Complete the following:
[1] From the essay on Franziska Rutishauser's art below, extract the passage that opens with the words containing "The impression is" and closes with "exuberant energetic abundance.".
[2] In the essay on Franziska Rutishauser's art below, what is the background in front of which the red-and-white mass appears to float?

Extract to read:
┄┄┄┄┄┄

We only see what we believe we are seeing. The mental image that is mistaken for reality because it is not recognised as a kind of sensual-visual stimulus on the retina that is subsequently processed by the brain, in the end becomes the subject of a post-modernist question of faith, the representative of a wide range of possible visual interpretations, which again confirms the illusory nature of reality.
The impression is created of an aggregation, an accumulation, a collection, a concentration of cells or molecules in cellular or molecular compounds that find themselves in a continuous transformation of material and shape. This process of internal becoming and changing is condensed in Aggregation V-Dark light matter into an explosive moment in which the material splatters apart. A jagged, u-shaped, red-and-white mass that appears to be floating in front of the monochrome black background explodes on the left into countless elementary particles in a shower of sparks. Motion is itself the motif here, the enormous force released by the explosion that becomes a snapshot of bloated presence and exuberant energetic abundance.
Franziska Rutishauser uses her artistic method of examination to ask what reality actually is and gives us her individual answers placing it in relation to her cultural background. Her focus on the range of motifs has been dominated since her childhood by immediate, sensory-intuitive experiences of nature as a complex and mysterious source of images. Her works reference the indissoluble links between people and nature and address the viewers‘ self-concern as the beginning of a process to expand the mind. Science was a major factor in driving a wedge between humankind and nature and causing humankind to regard nature as a thing, as a resource to be exploited instead of a relative who deserves respect.

┄┄┄┄┄┄

(Data records)
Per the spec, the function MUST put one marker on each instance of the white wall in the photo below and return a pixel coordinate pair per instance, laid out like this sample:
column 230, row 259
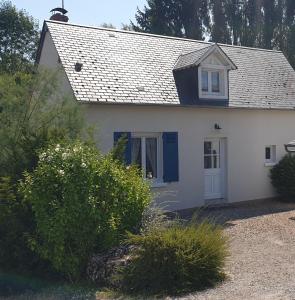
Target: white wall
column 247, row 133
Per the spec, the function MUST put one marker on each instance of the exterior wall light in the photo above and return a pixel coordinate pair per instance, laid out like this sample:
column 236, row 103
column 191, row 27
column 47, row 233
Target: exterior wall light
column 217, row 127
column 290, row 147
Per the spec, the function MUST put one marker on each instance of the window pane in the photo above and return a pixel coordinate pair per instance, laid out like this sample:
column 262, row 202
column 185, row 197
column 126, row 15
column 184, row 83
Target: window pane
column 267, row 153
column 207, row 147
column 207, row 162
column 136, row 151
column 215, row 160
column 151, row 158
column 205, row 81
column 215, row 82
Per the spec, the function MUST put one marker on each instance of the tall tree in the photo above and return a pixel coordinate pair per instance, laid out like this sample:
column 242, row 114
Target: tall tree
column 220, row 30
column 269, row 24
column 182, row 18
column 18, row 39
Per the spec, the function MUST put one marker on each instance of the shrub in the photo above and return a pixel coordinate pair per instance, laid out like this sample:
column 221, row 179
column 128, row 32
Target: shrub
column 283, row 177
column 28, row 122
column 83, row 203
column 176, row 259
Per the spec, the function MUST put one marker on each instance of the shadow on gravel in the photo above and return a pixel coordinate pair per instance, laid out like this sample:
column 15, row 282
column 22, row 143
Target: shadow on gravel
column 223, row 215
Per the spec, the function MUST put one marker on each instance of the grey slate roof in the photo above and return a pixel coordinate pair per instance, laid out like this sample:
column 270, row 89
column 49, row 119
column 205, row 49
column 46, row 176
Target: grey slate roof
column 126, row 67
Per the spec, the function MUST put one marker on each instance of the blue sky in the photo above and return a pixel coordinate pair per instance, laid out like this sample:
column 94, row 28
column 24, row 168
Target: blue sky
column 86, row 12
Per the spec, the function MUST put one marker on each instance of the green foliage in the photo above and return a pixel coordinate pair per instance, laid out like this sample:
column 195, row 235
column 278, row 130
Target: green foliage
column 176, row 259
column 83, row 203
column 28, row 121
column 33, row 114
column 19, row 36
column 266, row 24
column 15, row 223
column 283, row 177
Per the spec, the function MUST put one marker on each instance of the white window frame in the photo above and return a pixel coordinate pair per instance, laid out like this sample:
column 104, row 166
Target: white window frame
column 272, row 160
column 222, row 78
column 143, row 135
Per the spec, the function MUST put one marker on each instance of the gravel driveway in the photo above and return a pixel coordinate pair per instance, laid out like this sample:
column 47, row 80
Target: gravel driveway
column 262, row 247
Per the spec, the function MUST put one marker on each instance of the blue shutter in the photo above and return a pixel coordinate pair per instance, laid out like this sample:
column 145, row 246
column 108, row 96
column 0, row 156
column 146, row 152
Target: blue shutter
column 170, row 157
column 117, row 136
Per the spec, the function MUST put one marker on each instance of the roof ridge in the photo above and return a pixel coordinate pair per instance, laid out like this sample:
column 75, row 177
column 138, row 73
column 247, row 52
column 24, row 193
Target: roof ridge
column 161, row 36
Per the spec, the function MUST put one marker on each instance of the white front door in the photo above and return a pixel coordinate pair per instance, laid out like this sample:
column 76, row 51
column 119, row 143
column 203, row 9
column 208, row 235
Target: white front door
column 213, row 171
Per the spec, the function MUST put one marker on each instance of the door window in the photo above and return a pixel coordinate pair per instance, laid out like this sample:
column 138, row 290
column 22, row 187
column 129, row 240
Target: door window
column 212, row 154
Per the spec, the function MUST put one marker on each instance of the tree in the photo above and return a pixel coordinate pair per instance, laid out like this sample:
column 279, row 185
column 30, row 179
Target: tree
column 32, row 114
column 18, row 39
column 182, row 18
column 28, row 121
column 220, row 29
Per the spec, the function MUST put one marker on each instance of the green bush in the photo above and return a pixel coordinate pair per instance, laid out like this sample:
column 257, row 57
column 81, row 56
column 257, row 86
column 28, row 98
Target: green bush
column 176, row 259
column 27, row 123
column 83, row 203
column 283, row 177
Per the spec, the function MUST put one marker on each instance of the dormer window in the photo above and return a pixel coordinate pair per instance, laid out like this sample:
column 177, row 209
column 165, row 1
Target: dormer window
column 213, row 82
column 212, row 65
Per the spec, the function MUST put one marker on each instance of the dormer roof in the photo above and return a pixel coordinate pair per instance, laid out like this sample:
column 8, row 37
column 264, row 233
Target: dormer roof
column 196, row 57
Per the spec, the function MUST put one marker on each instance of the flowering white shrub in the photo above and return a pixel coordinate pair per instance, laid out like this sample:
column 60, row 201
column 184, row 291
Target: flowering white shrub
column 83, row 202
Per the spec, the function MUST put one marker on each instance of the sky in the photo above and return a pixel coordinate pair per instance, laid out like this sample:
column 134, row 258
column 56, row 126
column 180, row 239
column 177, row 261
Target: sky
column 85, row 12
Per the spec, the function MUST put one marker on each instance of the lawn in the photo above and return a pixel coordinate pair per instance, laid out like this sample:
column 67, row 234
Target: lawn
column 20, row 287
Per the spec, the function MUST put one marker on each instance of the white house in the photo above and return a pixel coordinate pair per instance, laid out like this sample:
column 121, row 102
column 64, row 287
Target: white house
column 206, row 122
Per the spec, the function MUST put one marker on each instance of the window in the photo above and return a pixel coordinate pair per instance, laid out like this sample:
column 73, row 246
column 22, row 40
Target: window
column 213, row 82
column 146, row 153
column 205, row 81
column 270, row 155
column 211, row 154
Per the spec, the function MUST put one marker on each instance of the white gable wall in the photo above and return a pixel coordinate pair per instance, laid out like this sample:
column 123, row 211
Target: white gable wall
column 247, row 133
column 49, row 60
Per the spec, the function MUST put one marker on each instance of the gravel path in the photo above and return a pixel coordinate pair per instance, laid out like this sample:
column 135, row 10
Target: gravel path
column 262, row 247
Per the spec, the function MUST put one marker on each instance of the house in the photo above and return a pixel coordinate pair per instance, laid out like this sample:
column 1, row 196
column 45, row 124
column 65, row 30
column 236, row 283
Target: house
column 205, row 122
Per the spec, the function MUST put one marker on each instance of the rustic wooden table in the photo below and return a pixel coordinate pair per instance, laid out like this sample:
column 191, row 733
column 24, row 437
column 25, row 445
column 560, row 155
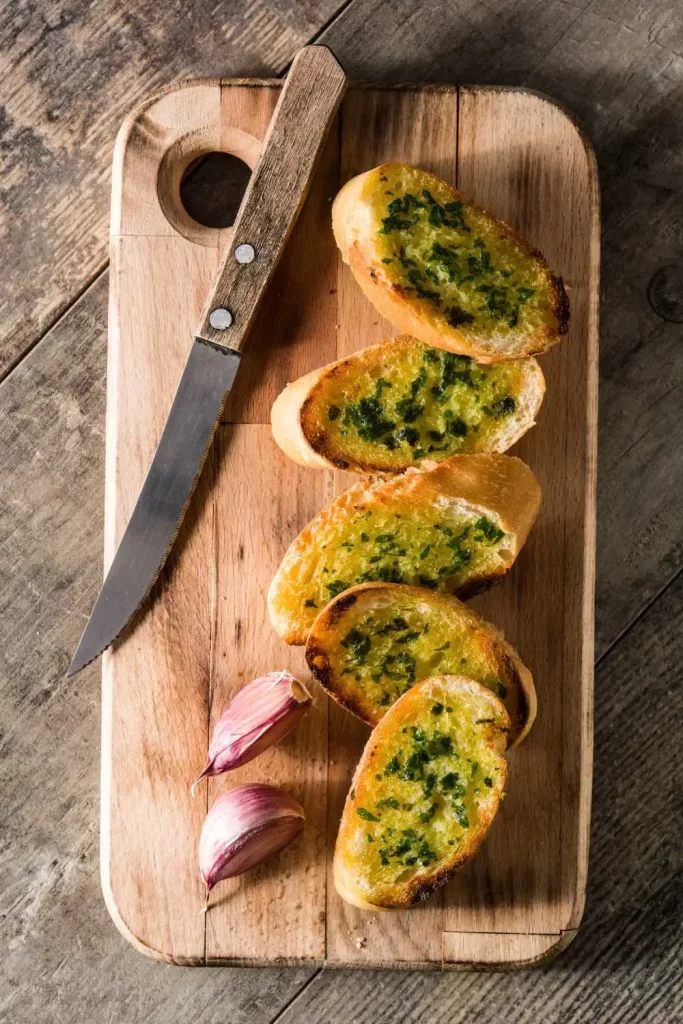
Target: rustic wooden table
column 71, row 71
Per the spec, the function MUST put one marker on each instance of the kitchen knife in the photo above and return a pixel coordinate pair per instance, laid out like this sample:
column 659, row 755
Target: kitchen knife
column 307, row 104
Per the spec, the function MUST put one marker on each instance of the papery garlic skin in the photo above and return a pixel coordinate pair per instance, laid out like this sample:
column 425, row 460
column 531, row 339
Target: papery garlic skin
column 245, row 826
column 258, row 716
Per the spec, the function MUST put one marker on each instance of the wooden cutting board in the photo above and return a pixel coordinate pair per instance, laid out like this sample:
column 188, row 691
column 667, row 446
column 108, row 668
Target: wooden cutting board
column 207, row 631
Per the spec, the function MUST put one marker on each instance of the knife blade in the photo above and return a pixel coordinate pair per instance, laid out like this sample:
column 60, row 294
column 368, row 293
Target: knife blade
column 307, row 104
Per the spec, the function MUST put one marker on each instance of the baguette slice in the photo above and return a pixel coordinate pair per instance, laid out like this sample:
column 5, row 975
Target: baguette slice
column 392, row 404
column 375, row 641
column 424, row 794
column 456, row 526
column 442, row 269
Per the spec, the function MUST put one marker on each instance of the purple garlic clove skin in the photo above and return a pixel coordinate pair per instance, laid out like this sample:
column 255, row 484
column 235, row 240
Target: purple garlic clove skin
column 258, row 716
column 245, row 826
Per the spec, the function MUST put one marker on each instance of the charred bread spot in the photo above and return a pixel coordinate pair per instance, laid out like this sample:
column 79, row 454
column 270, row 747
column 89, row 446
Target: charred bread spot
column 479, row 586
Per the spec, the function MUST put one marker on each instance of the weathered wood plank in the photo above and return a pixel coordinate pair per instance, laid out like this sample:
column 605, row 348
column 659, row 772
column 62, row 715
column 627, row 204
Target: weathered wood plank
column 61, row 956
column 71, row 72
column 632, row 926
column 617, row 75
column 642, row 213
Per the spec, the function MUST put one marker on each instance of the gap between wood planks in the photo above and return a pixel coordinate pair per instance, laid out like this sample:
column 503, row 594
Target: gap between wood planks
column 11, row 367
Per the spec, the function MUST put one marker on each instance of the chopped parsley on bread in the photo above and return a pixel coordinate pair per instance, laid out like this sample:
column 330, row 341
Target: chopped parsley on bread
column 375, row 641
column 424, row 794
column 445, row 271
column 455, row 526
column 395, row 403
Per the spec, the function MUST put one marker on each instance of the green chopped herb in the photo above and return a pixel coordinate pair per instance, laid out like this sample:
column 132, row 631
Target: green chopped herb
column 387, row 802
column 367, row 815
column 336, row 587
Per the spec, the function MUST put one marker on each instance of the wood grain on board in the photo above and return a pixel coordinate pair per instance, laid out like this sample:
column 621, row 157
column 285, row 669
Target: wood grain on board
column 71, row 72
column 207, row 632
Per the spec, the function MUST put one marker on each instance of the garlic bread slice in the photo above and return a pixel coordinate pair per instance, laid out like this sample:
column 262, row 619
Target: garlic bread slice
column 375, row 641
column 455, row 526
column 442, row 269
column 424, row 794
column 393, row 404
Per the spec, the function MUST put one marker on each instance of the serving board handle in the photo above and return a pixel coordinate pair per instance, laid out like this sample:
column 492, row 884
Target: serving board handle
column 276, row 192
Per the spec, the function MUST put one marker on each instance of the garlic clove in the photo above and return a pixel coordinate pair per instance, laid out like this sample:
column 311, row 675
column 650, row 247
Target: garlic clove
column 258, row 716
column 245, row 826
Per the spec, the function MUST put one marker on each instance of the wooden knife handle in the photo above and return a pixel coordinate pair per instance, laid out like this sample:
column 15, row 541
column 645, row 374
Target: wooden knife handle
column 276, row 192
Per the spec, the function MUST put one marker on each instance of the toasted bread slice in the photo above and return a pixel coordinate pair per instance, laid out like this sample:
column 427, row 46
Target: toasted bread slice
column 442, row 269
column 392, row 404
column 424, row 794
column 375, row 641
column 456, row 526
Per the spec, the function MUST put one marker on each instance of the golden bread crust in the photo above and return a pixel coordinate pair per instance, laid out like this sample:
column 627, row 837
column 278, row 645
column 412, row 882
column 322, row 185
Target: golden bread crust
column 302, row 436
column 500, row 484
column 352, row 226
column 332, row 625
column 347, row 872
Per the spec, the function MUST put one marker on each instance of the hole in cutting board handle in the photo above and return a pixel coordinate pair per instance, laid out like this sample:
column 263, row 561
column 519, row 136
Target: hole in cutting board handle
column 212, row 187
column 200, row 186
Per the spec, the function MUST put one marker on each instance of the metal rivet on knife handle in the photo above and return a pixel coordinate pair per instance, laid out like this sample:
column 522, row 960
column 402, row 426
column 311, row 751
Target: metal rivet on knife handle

┄┄┄┄┄┄

Set of answers:
[1]
The impression is created of an aggregation, an accumulation, a collection, a concentration of cells or molecules in cellular or molecular compounds that find themselves in a continuous transformation of material and shape. This process of internal becoming and changing is condensed in Aggregation V-Dark light matter into an explosive moment in which the material splatters apart. A jagged, u-shaped, red-and-white mass that appears to be floating in front of the monochrome black background explodes on the left into countless elementary particles in a shower of sparks. Motion is itself the motif here, the enormous force released by the explosion that becomes a snapshot of bloated presence and exuberant energetic abundance.

[2] A monochrome black background.